### [Document section]
::::::::::

Now powerd works like a charm.

p.s. With low quality rated timecounter you should also consider running ntpd besides powerd.


----------



## cosmos (Sep 22, 2010)

Thx for the info. Indd, I am no longer experiencing the issue for some reason, however I've kept your post for future reference


----------



## aLiEnMuNkEe (Oct 29, 2010)

Thank you for this info. It has worked a treat for me also.

If I could ask a question please [newbie here]: when I reboot the server the error comes back up. Is there a way I can hardcode this in or get it write during system startup at all?


----------



## richardpl (Oct 30, 2010)

`# echo "kern.timecounter.hardware=i8254" >> /boot/loader.conf`


----------



## aLiEnMuNkEe (Nov 2, 2010)

richardpl said:
			
		

> `# echo "kern.timecounter.hardware=i8254" >> /boot/loader.conf`



Thanks but ncpnc has already posted that information.

::::::::::

### [Entries from a point annotation set]
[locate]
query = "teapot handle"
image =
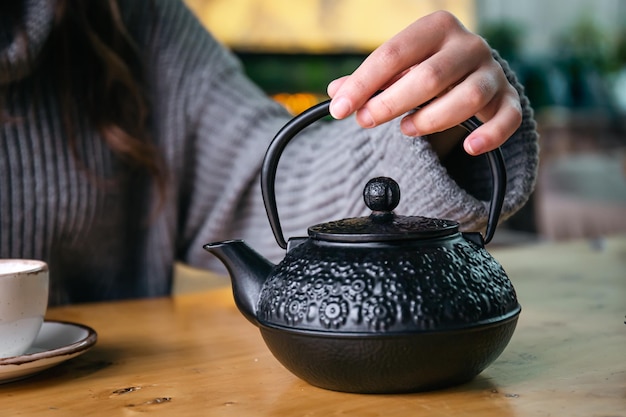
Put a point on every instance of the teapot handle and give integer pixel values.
(304, 119)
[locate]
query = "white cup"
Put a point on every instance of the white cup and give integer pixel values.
(23, 303)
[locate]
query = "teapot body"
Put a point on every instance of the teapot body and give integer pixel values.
(386, 287)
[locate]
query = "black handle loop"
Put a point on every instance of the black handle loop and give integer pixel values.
(295, 125)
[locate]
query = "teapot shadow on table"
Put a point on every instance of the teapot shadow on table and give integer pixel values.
(378, 304)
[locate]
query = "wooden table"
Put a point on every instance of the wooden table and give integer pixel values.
(195, 355)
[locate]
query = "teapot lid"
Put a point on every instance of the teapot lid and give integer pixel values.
(382, 195)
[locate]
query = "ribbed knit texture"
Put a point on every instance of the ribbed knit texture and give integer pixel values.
(95, 224)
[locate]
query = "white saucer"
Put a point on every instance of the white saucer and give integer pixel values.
(57, 342)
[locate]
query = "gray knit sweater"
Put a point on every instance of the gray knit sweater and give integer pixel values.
(102, 239)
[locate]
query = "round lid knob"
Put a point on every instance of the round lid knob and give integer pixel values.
(381, 194)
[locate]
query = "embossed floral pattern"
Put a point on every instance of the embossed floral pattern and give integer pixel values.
(389, 289)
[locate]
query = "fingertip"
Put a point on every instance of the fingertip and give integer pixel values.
(340, 108)
(332, 88)
(475, 145)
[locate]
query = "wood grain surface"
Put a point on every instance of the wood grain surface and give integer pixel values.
(195, 355)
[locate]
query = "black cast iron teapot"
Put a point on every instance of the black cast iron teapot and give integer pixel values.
(378, 304)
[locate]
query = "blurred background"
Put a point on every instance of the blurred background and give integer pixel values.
(569, 54)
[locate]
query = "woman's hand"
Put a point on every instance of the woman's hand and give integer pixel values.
(435, 58)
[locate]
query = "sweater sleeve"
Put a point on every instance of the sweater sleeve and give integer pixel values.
(229, 123)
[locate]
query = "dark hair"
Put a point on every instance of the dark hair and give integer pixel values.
(94, 63)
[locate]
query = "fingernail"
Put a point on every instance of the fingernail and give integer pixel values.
(408, 128)
(340, 108)
(475, 146)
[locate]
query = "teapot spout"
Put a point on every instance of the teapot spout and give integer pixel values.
(248, 271)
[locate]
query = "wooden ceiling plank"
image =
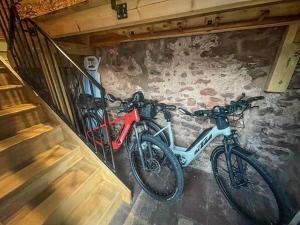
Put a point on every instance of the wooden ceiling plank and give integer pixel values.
(103, 17)
(285, 62)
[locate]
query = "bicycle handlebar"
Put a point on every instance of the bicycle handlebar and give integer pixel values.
(224, 110)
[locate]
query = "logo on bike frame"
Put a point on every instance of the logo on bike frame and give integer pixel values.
(204, 142)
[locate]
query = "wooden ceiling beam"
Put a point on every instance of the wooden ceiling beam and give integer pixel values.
(285, 62)
(104, 40)
(102, 17)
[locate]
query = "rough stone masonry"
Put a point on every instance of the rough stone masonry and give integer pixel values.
(198, 72)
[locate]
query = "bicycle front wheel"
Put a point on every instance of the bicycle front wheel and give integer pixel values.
(161, 176)
(254, 192)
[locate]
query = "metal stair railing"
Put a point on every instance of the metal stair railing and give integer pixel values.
(58, 80)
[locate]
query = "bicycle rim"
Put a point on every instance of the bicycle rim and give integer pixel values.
(159, 179)
(253, 195)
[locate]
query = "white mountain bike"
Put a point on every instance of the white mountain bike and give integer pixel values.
(245, 183)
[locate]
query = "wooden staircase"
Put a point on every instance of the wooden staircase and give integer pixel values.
(47, 175)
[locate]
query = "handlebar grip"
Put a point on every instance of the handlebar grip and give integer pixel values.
(252, 99)
(202, 113)
(171, 107)
(184, 111)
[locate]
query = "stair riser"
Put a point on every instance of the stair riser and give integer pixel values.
(4, 78)
(18, 154)
(77, 197)
(109, 214)
(18, 197)
(11, 124)
(12, 97)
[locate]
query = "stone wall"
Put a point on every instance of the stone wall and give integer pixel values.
(202, 71)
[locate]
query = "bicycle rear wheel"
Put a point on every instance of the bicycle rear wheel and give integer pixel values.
(162, 176)
(256, 194)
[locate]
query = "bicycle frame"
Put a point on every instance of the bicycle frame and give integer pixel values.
(187, 155)
(128, 119)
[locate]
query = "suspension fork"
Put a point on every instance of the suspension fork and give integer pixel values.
(228, 150)
(138, 139)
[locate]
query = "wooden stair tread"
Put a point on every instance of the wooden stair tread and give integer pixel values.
(12, 180)
(17, 109)
(44, 204)
(25, 134)
(10, 86)
(96, 208)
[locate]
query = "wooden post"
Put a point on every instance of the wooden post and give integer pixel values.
(285, 62)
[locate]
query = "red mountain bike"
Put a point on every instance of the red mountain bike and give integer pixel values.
(153, 164)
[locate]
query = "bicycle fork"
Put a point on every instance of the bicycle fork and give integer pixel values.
(233, 182)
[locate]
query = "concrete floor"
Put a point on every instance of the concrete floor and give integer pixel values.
(201, 203)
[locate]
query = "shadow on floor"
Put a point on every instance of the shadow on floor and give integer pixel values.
(201, 203)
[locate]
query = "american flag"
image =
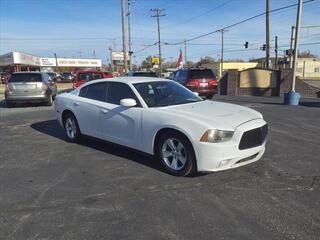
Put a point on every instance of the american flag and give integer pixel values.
(180, 61)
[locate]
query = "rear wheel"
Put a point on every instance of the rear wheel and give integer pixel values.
(50, 100)
(176, 154)
(210, 96)
(9, 104)
(72, 128)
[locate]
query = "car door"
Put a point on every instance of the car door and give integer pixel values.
(120, 124)
(87, 108)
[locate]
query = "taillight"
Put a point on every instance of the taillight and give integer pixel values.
(192, 83)
(213, 82)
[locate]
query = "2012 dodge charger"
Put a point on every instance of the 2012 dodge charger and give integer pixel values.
(160, 117)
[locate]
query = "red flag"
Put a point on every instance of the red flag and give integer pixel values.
(180, 61)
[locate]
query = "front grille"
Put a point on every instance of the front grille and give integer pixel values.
(253, 138)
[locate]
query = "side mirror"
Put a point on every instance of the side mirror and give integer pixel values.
(128, 102)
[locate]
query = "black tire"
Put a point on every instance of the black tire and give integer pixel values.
(50, 100)
(77, 134)
(210, 96)
(190, 165)
(10, 104)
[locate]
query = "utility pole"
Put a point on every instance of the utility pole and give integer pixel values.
(276, 53)
(222, 45)
(267, 33)
(185, 53)
(129, 34)
(55, 57)
(158, 14)
(124, 47)
(111, 61)
(291, 46)
(296, 45)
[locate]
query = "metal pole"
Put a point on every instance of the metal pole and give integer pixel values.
(129, 35)
(124, 49)
(222, 46)
(159, 42)
(185, 53)
(291, 46)
(267, 33)
(276, 53)
(55, 56)
(158, 15)
(296, 45)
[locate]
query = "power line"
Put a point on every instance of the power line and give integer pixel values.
(242, 21)
(204, 13)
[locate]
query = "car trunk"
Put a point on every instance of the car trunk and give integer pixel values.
(25, 84)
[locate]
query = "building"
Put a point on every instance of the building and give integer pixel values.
(216, 66)
(18, 61)
(306, 67)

::::::::::

### [Required tasks]
1. According to the forum thread, what should you also consider running besides powerd when the timecounter has a low quality rating?
2. Write out the forum thread from "## aLiEnMuNkEe (Oct" to "(Oct 30, 2010)".

### [Task-by-task results]
1. ntpd

2.
## aLiEnMuNkEe (Oct 29, 2010)

Thank you for this info. It has worked a treat for me also.

If I could ask a question please [newbie here]: when I reboot the server the error comes back up. Is there a way I can hardcode this in or get it write during system startup at all?


----------



## richardpl (Oct 30, 2010)